COMPLETE THE FOLLOWING:
- A) Rewrite the stretch of the spirooxindole synthesis text from "Results and discussion" through "glycol at 80 °C.", putting "glycerol" in place of "ethylene glycol".
- B) Condense the paragraph of the spirooxindole synthesis text that begins "The reactions of isatin" into a short bulleted list that keeps its main facts.

SOURCE:
#####
In our endeavor of exploring new synthetic strategies for the synthesis of various kind of heterocycles [18,19,20,21,22,23], herein we decided to investigate the synthesis of novel spirooxindole derivatives by one-pot multicomponent reaction of indane-1,3-dione, isatin, and 3-methylisoxazol-5-amine.
Results and discussion
We report herein a facile and efficient one-pot synthesis of novel spiroisooxazoles, namely, 3-methylspiro[indeno[2,1-e]isoxazolo[5,4-b]pyridine-4,3′-indoline]-2′,5(10H)-dione derivatives 4a–4e by catalyst-free three-component condensation of isatins 1, 3-methylisoxazol-5-amine (2), and indane-1,3-dione (3a); synthesis of novel 8-methylspiro[chromeno[3,4-e]isoxazolo[5,4-b]pyridine-7,3′-indoline]-2′,6(11H)-diones 5a–5f via condensation of isatins 1, 3-methylisoxazol-5-amine (2), and 4-hydroxycoumarin (3b), and synthesis of novel 3-methyl-5H-spiro[benzo[g]isoxazolo[5,4-b]quinoline-4,3′-indoline]-2′,5,10(11H)-trione derivatives 6a–6e by condensation of isatins 1, 3-methylisoxazol-5-amine (2), and 2-hydroxy-1,4-naphthoquinone (3c) in ethylene glycol at 80 °C.
The reactions of isatin (1, 1.0 mmol), 3-methylisoxazol-5-amine (2, 1.0 mmol), and indane-1,3-dione (3a, 1.0 mmol) initially attempted in various protic solvents under catalyst free conditions to identify appropriate reaction conditions. Firstly, the reaction was attempted in water at 80 °C, but there was no reaction even after 24 h (Table 1, entry 1). The same reaction carried out using glycerol as solvent at 80 °C showed formation of a new product though it was incomplete even after 24 h. The new product was separated and identified as desired 3-methylspiro[indeno[2,1-e]isoxazolo[5,4-b]pyridine-4,3′-indoline]-2′,5(10H)-dione (4a) in 27% yield (Table 1, entry 2; Scheme 1).
#####
MATERIAL:

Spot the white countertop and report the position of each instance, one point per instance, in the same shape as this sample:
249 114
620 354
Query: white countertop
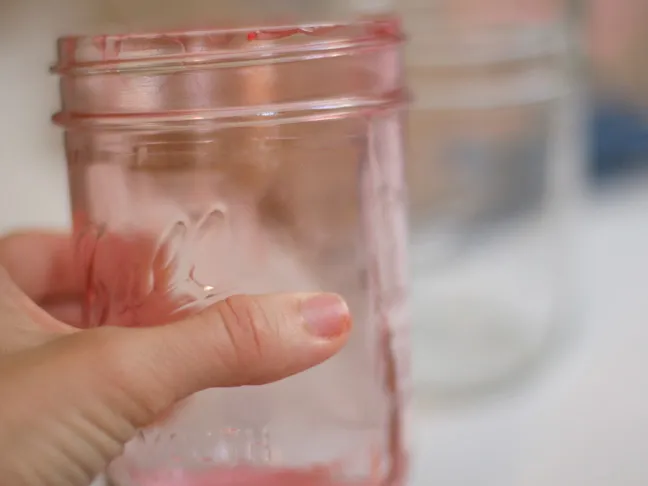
#####
SOLUTIONS FOR EACH TASK:
- A)
Results and discussion
We report herein a facile and efficient one-pot synthesis of novel spiroisooxazoles, namely, 3-methylspiro[indeno[2,1-e]isoxazolo[5,4-b]pyridine-4,3′-indoline]-2′,5(10H)-dione derivatives 4a–4e by catalyst-free three-component condensation of isatins 1, 3-methylisoxazol-5-amine (2), and indane-1,3-dione (3a); synthesis of novel 8-methylspiro[chromeno[3,4-e]isoxazolo[5,4-b]pyridine-7,3′-indoline]-2′,6(11H)-diones 5a–5f via condensation of isatins 1, 3-methylisoxazol-5-amine (2), and 4-hydroxycoumarin (3b), and synthesis of novel 3-methyl-5H-spiro[benzo[g]isoxazolo[5,4-b]quinoline-4,3′-indoline]-2′,5,10(11H)-trione derivatives 6a–6e by condensation of isatins 1, 3-methylisoxazol-5-amine (2), and 2-hydroxy-1,4-naphthoquinone (3c) in glycerol at 80 °C.

- B)
- Isatin (1), 3-methylisoxazol-5-amine (2) and indane-1,3-dione (3a), 1.0 mmol each, were first tried in various protic solvents without a catalyst to find suitable reaction conditions.
- In water at 80 °C, no reaction occurred even after 24 h (Table 1, entry 1).
- In glycerol at 80 °C, a new product formed, though the reaction was still incomplete after 24 h.
- That product was separated and identified as the desired 3-methylspiro[indeno[2,1-e]isoxazolo[5,4-b]pyridine-4,3′-indoline]-2′,5(10H)-dione (4a), obtained in 27% yield (Table 1, entry 2; Scheme 1).